What this task involves:
Update the lines from the one containing "Exercise. Point out the asphalt" through the one containing "<point>102,82</point>", inclusive, by replacing "asphalt road surface" with "paved street" and keeping everything else the same. Return only those lines.

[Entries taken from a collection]
· · · ·

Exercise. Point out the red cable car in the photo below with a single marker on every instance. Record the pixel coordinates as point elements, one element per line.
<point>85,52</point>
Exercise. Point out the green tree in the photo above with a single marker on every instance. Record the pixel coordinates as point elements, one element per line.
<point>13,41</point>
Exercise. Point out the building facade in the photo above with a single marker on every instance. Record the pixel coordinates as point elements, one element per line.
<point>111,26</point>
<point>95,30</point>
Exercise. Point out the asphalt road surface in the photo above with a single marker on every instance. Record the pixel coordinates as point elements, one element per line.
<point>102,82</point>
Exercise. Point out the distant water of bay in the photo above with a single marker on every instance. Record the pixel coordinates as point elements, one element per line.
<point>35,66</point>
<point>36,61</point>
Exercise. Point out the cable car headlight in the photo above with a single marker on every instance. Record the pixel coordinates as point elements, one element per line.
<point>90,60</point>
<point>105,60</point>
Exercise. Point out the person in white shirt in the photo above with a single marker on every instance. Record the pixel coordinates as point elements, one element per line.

· · · ·

Exercise result:
Exercise. Point out the paved street in the photo above with a single marker on every instance. Record the pixel coordinates as point elements, one element per line.
<point>102,82</point>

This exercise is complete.